Task objective – Once you find the line in the listing below that contains "Could you point to the blue", copy it and every following line exactly, stopping at the end.

Exercise materials –
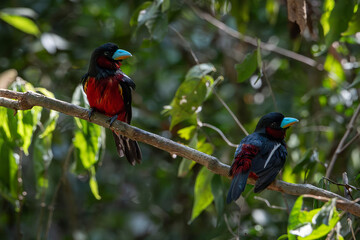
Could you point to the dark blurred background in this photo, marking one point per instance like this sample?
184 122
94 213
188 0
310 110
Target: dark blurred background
150 201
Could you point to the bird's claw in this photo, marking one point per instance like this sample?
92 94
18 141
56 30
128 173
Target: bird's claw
112 119
91 112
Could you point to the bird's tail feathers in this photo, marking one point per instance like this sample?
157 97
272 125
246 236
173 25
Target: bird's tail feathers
238 185
128 148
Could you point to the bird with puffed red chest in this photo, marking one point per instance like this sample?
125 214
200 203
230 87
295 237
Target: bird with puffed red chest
108 91
260 155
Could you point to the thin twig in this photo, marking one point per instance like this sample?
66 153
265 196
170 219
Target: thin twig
187 44
340 184
253 41
268 203
340 148
201 124
30 99
350 141
231 113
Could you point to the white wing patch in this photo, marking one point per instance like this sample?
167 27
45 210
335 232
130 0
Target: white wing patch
272 153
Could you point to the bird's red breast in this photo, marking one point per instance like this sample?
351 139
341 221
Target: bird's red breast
106 95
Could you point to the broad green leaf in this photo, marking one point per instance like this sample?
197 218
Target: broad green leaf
328 6
26 120
314 224
22 23
188 100
199 71
217 189
247 68
325 214
202 193
294 214
338 20
9 167
335 71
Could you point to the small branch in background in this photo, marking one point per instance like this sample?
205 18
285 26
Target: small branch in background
186 43
210 162
271 91
268 203
201 124
340 147
231 113
253 41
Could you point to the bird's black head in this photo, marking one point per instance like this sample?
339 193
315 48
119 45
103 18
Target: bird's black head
106 60
275 125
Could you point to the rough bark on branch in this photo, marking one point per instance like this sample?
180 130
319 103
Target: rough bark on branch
27 100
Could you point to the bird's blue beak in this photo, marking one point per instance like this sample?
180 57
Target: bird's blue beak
121 54
287 122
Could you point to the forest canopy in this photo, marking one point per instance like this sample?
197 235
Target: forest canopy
205 72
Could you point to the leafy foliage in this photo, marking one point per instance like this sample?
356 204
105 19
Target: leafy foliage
50 44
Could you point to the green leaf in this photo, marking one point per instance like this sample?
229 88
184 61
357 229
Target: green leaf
191 94
199 71
93 184
155 20
88 143
165 5
202 193
314 224
247 68
217 190
187 132
187 164
43 152
22 23
336 74
283 237
339 19
204 147
135 16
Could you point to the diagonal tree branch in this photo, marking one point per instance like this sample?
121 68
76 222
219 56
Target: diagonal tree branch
29 99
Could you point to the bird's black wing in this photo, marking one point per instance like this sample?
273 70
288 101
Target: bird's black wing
272 166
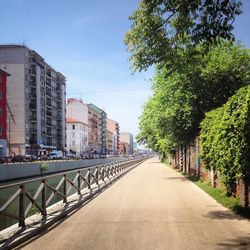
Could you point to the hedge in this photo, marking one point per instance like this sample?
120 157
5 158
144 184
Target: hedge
225 138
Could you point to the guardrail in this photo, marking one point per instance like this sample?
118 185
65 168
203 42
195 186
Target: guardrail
63 185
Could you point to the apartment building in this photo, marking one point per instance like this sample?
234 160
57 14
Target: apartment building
114 128
101 139
77 126
110 143
77 137
128 139
36 98
3 113
124 148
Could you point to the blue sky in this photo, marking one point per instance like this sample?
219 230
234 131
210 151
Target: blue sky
84 40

Result for this task –
Could you point to the blue sky in this photo, marking one point per instance like this sample?
219 230
234 131
210 151
Target: blue sky
84 40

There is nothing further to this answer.